━━ Extracted text ━━

The Lords have given us a perfectly sensible measure. Their amendment establishes a legal requirement that secondary ticketing facilities must not permit a trade or business to list tickets without evidence of proof of purchase or evidence of title, a matter not mentioned by the Minister. It forbids a reseller from selling more tickets to an event than they can legally purchase on the primary market. It requires the face value of any ticket listed for resale, and the trader or business’s name and trading address, to be clearly visible in full on the first page on which a purchaser can view the ticket—I have had a bit of debate with the Minister about that proposal, so I will come on to the specifics later. It also requires the Government to lay before Parliament the outcomes of a review of the effect of these measures on the secondary ticketing market within nine months of Royal Assent. I cannot understand why any sane person would oppose such a measure, unless it was purely and simply for ideological reasons.
On such ideological reasons, the Conservative party claims to be the party of Adam Smith, but if we read “The Wealth of Nations”, we see that the behaviour of the rentier class is not exactly praised by Adam Smith, and this is pure rent seeking. As the hon. Gentleman said, this is taking a ticket at £75, charging 90 times that and doing nothing to add any value at all. This is rent seeking, and ideologically it should be opposed by the Conservative party.
The hon. Member makes a very good point. Indeed, in the main the market is a good thing—it can operate to produce good and efficient outcomes in society—but in this case the market is not working, and where the market does not work, the state has to intervene.
I cannot understand why any sane person should oppose such a measure, but unfortunately the Government have. Their amendment (a) in lieu is a weak sock puppet of a concession. It does not strengthen the rules; it simply leaves them in place. It does not prevent tickets from being sold without evidence of proof of purchase or the seller’s title to the tickets. It does not limit the quantity of resale tickets to the original number limited by the seller or artist. It leaves in place the current system for showing the face value of a ticket, despite the fact that section 90(8) of the Consumer Rights Act 2015, in my view and in the view of everybody who has spoken to Members about this, is very opaque and open to interpretation—or, I would argue, open to deliberate misinterpretation by the secondary ticketing market.

━━━
━━ Items ━━

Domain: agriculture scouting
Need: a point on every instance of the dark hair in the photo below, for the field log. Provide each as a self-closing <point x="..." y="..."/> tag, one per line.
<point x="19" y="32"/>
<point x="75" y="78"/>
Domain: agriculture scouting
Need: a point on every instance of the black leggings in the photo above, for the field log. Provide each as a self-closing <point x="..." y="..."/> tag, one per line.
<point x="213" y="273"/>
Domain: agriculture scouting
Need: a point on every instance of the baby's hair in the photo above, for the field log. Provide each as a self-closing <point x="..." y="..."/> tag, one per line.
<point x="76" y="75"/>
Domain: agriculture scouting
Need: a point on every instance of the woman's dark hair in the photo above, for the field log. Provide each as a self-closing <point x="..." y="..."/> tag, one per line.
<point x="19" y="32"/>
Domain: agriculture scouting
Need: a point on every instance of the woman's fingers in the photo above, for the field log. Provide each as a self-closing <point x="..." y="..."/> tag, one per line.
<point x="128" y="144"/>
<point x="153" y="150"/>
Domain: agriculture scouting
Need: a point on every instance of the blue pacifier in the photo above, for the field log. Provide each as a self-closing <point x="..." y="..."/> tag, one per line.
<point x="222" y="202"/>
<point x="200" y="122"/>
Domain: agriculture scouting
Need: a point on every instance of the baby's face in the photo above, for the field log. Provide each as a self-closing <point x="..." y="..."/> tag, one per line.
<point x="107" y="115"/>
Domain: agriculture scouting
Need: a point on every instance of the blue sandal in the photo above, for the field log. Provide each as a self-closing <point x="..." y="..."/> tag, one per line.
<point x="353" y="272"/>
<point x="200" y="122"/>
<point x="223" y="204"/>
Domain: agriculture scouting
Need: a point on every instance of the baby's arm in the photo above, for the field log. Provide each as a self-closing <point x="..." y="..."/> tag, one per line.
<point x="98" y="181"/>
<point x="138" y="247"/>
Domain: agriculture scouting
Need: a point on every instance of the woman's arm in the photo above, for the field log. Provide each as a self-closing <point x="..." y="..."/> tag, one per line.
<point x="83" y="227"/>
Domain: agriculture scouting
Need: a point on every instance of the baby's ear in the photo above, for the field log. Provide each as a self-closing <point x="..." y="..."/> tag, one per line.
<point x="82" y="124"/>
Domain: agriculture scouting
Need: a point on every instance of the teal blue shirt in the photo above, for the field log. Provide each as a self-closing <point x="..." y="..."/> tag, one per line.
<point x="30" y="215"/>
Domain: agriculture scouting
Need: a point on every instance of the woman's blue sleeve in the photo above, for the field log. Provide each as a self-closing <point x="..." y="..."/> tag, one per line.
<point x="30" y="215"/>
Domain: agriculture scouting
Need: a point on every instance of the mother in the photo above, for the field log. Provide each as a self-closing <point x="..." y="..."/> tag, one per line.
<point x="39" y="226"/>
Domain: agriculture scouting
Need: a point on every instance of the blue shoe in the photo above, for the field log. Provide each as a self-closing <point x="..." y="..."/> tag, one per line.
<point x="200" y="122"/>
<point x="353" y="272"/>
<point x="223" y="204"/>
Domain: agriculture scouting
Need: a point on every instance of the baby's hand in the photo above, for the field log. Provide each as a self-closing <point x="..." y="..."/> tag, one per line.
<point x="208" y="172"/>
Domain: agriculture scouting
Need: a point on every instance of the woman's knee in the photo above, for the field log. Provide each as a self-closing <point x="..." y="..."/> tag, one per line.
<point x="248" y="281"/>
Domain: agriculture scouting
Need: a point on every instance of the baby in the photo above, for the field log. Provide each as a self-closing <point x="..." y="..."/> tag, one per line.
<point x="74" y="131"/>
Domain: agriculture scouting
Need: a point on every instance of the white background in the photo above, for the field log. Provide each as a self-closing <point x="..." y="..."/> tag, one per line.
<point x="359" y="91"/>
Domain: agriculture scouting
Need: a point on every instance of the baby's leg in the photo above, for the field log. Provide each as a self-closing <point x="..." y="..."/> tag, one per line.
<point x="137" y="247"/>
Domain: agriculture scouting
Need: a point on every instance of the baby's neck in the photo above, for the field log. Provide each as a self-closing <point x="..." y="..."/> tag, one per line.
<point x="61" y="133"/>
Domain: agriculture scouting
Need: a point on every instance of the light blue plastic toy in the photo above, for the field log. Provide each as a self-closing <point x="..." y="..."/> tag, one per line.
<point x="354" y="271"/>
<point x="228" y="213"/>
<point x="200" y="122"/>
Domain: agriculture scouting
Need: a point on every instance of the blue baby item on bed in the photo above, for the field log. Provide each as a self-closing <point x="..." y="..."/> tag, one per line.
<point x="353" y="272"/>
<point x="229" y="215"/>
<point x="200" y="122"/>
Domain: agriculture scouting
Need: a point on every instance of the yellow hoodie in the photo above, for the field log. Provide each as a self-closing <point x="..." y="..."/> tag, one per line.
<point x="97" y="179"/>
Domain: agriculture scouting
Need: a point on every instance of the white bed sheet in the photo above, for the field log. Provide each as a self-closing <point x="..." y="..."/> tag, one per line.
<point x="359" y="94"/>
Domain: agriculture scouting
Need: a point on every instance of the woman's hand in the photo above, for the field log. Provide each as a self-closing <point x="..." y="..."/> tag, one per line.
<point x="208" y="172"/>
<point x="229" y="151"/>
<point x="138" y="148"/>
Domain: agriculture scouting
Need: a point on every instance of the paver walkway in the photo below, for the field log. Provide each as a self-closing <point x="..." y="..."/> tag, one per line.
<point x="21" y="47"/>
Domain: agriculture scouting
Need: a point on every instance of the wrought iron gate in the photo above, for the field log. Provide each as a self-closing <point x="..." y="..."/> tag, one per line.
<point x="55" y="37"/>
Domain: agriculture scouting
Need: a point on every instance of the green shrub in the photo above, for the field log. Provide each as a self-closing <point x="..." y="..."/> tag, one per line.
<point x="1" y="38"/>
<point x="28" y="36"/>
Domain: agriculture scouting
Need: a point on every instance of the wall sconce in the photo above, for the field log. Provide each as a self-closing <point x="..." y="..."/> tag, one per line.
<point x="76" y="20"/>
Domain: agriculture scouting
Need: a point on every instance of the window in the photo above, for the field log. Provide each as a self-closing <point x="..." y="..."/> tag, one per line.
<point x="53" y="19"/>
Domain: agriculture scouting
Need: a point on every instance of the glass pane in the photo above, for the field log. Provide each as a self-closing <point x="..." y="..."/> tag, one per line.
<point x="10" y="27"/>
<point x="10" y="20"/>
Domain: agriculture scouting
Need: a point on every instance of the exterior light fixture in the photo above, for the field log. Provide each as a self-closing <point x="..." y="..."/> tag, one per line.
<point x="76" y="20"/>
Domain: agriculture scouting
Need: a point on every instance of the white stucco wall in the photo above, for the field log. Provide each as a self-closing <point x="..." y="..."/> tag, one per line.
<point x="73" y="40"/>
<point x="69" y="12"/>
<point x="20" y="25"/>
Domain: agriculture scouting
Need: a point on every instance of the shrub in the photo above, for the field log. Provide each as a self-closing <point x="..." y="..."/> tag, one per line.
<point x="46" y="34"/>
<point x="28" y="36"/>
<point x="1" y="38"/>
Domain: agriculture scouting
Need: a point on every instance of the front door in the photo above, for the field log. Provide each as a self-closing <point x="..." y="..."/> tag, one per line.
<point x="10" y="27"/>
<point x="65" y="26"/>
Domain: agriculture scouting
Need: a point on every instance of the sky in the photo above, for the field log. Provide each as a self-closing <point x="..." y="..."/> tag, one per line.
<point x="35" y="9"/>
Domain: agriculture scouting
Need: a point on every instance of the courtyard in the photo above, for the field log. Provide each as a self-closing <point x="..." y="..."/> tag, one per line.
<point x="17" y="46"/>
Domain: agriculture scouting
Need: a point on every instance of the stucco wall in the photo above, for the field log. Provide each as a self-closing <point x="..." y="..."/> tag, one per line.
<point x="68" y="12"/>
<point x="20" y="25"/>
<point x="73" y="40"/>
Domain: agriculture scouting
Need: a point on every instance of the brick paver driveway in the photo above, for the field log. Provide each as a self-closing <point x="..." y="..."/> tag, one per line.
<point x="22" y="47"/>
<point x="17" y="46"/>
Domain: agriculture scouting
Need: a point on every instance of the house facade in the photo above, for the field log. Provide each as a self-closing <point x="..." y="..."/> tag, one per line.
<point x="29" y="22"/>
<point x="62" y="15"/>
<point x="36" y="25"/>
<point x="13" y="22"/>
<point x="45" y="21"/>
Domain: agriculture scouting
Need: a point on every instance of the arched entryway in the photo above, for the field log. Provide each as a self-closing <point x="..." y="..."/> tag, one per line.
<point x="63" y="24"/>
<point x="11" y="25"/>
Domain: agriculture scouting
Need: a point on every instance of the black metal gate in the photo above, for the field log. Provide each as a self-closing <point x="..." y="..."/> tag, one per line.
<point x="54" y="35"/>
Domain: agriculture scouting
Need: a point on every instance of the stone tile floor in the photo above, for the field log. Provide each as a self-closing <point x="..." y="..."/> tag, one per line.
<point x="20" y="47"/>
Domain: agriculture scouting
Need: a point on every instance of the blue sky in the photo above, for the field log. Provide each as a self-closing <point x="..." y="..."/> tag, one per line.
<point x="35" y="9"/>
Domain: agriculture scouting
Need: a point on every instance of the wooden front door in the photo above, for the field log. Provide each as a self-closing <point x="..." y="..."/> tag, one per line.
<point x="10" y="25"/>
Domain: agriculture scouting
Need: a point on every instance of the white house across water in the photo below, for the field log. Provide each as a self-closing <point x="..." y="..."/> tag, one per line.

━━━

* [Problem to work on]:
Reproduce the part of the secondary ticketing debate that begins at the words "On such ideological" and stops after the words "the Conservative party.".

* [Correct answer]:
On such ideological reasons, the Conservative party claims to be the party of Adam Smith, but if we read “The Wealth of Nations”, we see that the behaviour of the rentier class is not exactly praised by Adam Smith, and this is pure rent seeking. As the hon. Gentleman said, this is taking a ticket at £75, charging 90 times that and doing nothing to add any value at all. This is rent seeking, and ideologically it should be opposed by the Conservative party.